(EXERCISE GOAL) Character for character, transcribe the entries below, minus the images.

Image-backed grounding data
* * * * * * *

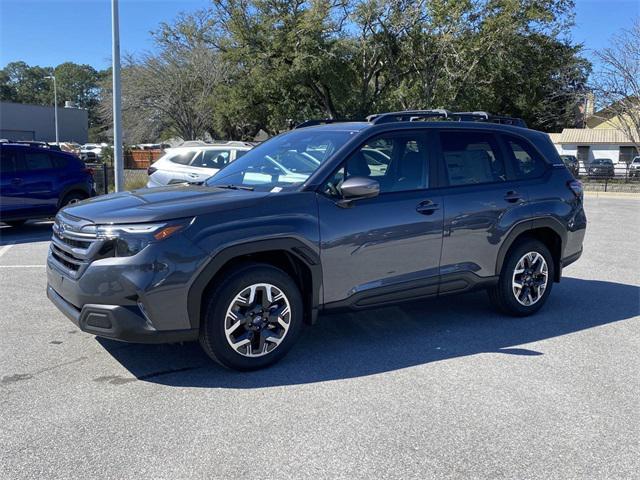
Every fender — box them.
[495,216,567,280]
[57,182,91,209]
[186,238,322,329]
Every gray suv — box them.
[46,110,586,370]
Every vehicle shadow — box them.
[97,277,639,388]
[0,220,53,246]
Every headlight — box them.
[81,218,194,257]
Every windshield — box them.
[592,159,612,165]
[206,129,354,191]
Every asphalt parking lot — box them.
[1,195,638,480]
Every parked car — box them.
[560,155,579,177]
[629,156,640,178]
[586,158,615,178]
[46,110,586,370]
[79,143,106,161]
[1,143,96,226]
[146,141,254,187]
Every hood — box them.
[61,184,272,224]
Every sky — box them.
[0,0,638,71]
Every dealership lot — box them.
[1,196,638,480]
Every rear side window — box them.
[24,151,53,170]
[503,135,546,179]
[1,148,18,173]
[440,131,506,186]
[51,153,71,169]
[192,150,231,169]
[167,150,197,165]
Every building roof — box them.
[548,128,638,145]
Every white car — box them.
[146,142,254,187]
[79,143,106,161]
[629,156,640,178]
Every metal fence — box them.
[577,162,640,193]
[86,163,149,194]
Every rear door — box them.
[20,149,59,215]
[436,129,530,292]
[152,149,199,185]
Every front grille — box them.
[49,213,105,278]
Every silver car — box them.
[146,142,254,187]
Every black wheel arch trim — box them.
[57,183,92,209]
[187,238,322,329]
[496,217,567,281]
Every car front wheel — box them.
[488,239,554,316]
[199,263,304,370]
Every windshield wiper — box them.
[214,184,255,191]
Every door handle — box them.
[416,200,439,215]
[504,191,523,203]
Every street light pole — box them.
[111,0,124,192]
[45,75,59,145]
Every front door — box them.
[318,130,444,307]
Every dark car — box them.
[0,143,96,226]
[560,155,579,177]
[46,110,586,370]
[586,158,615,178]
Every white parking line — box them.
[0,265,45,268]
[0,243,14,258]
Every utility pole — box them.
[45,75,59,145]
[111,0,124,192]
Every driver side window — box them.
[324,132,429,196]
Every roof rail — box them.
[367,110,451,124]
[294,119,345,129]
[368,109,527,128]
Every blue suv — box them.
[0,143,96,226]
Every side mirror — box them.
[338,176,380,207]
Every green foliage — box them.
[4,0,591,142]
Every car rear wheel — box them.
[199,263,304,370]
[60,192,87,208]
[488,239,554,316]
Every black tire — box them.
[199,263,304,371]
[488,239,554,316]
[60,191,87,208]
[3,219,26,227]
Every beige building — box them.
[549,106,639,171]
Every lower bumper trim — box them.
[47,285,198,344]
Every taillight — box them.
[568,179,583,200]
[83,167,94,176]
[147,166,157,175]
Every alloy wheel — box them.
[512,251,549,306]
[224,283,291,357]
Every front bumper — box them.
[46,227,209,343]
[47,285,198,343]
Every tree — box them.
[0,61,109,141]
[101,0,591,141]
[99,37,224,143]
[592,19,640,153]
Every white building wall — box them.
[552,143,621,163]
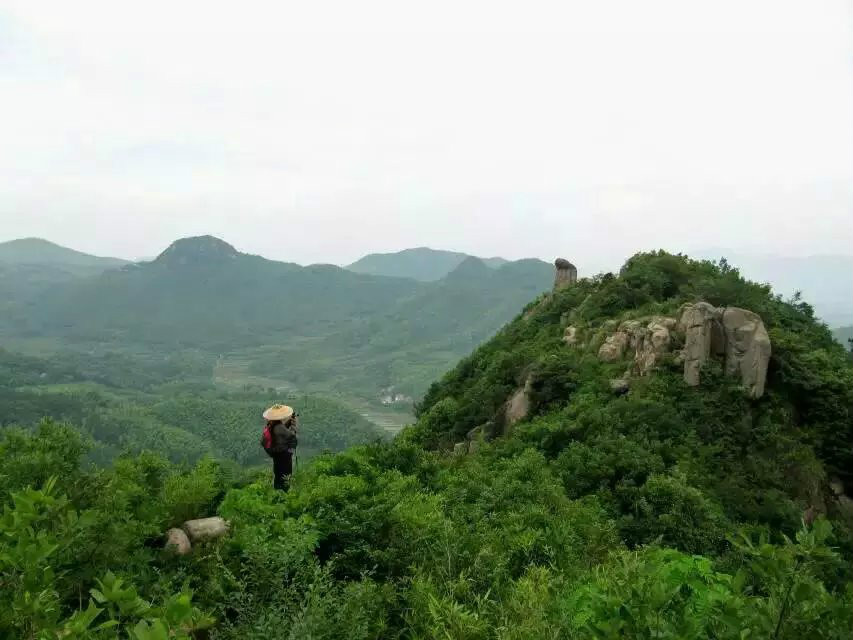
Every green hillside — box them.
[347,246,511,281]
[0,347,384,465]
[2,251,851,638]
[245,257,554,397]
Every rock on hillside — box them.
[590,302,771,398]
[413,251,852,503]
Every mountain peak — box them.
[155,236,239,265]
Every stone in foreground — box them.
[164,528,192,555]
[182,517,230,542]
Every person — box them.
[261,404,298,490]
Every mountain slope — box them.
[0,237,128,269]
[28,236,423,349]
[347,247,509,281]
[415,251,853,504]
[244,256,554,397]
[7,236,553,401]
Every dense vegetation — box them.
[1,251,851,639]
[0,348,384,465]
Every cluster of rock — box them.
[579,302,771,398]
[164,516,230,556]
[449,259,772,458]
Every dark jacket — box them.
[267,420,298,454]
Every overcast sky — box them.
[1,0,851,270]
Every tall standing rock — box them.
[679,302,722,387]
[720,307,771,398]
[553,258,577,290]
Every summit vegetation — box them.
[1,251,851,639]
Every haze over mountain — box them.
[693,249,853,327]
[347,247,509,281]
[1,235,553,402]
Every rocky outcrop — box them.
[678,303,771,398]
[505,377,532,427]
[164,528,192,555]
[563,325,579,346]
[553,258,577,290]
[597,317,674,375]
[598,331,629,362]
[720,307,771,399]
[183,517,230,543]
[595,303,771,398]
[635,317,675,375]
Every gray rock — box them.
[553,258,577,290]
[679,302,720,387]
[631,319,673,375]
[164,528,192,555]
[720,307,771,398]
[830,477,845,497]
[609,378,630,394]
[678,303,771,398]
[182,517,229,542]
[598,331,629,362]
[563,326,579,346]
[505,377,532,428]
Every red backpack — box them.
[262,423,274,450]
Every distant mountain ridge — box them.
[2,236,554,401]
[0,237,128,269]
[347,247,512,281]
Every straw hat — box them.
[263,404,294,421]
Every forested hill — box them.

* * * * * * *

(SOLUTION TO THE PROBLEM)
Every fender — box them.
[495,216,567,280]
[57,182,91,209]
[186,238,322,329]
Every gray suv — box them.
[46,110,586,370]
Every vehicle shadow — box them.
[97,277,639,388]
[0,220,53,246]
Every headlight — box them.
[81,218,194,257]
Every windshield — box them.
[592,159,612,165]
[206,129,354,191]
Every asphalt parking lot — box them.
[1,195,638,480]
Every parked car — box them.
[560,155,579,177]
[629,156,640,178]
[586,158,615,178]
[46,110,586,370]
[79,143,106,161]
[1,143,96,226]
[146,141,254,187]
Every hood — box them.
[61,184,272,224]
Every sky — box them.
[0,0,638,71]
Every dealership lot — box them.
[1,196,638,480]
Every rear side window — box them.
[24,151,53,170]
[503,135,546,179]
[1,148,18,173]
[440,131,506,186]
[51,153,71,169]
[192,150,231,169]
[167,150,197,165]
Every building roof — box them.
[548,128,638,145]
Every white car — box them.
[146,142,254,187]
[79,143,106,161]
[629,156,640,178]
Every metal fence — box them.
[577,162,640,193]
[86,163,149,194]
Every rear door — box them.
[20,149,59,215]
[436,129,530,292]
[152,149,199,185]
Every front grille — box them.
[49,213,105,278]
Every silver car — box them.
[146,142,254,187]
Every black wheel arch trim — box them.
[57,183,92,209]
[187,238,322,329]
[496,217,567,281]
Every car front wheel — box them.
[488,239,554,316]
[199,263,304,370]
Every windshield wiper — box them.
[214,184,255,191]
Every door handle — box them.
[416,200,439,215]
[504,191,523,203]
Every street light pole — box them.
[111,0,124,192]
[45,75,59,145]
Every front door — box them.
[318,130,444,307]
Every dark car — box them.
[0,143,96,226]
[560,155,579,177]
[46,110,586,370]
[586,158,615,178]
Every white parking line — box them.
[0,265,45,268]
[0,243,14,258]
Every utility pole — box them.
[45,75,59,145]
[111,0,124,192]
Every driver side window — box them.
[324,132,429,196]
Every roof rail — box them.
[367,110,451,124]
[294,119,345,129]
[368,109,527,128]
Every blue suv — box them.
[0,143,96,226]
Every side mirror — box them.
[338,176,380,207]
Every green foliage — box them.
[4,0,591,142]
Every car rear wheel — box them.
[199,263,304,370]
[60,192,87,208]
[488,239,554,316]
Every black tire — box them.
[199,263,304,371]
[488,239,554,316]
[60,191,87,208]
[3,219,26,227]
Every beige building — box them.
[549,106,639,171]
Every lower bumper trim — box them.
[47,285,198,344]
Every taillight — box them.
[568,179,583,200]
[83,167,94,176]
[147,166,157,175]
Every alloy wheel — box them.
[512,251,549,306]
[224,283,291,357]
Every front bumper — box them.
[46,227,209,343]
[47,285,198,343]
Every tree — box them.
[0,61,109,141]
[101,0,591,141]
[99,37,224,143]
[592,19,640,153]
Every white building wall — box them.
[552,143,621,163]
Every green hillside — box them.
[347,246,511,281]
[0,347,384,465]
[2,251,851,638]
[245,257,554,397]
Every rock on hillside — box them.
[590,302,771,398]
[413,251,852,503]
Every mountain peak — box them.
[155,236,239,265]
Every stone in foreground — box them.
[164,528,192,555]
[182,517,230,542]
Every person — box them.
[261,404,298,490]
Every mountain slope — box them.
[0,237,128,269]
[28,236,423,349]
[347,247,509,281]
[415,251,853,504]
[244,256,554,397]
[7,236,553,401]
Every dense vegetation — box them.
[1,251,851,639]
[0,348,384,465]
Every cluster of rock — box them.
[579,302,771,398]
[164,516,230,556]
[449,259,772,458]
Every dark jacket — box them.
[267,420,298,454]
Every overcast sky — box them.
[1,0,851,270]
Every tall standing rock — box them.
[679,302,722,387]
[720,307,771,398]
[553,258,577,290]
Every summit vegetation — box them.
[1,251,851,639]
Every haze over mountain — box them.
[693,249,853,327]
[347,247,509,281]
[1,235,553,402]
Every rocky outcrop — box them.
[678,303,771,398]
[505,377,532,427]
[164,528,192,555]
[563,325,579,346]
[553,258,577,290]
[597,317,674,375]
[598,331,629,362]
[720,307,771,399]
[183,517,230,543]
[595,303,771,398]
[635,317,675,375]
Every gray rock — box them.
[553,258,577,290]
[679,302,720,387]
[631,319,673,375]
[164,528,192,555]
[720,307,771,398]
[830,477,845,497]
[609,378,630,394]
[678,303,771,398]
[182,517,229,542]
[598,331,629,362]
[563,326,579,346]
[505,377,532,428]
Every red backpack — box them.
[262,423,274,450]
Every distant mountain ridge — box them.
[2,236,554,401]
[0,237,128,269]
[347,247,512,281]
Every straw hat — box them.
[263,404,294,421]
Every forested hill — box them.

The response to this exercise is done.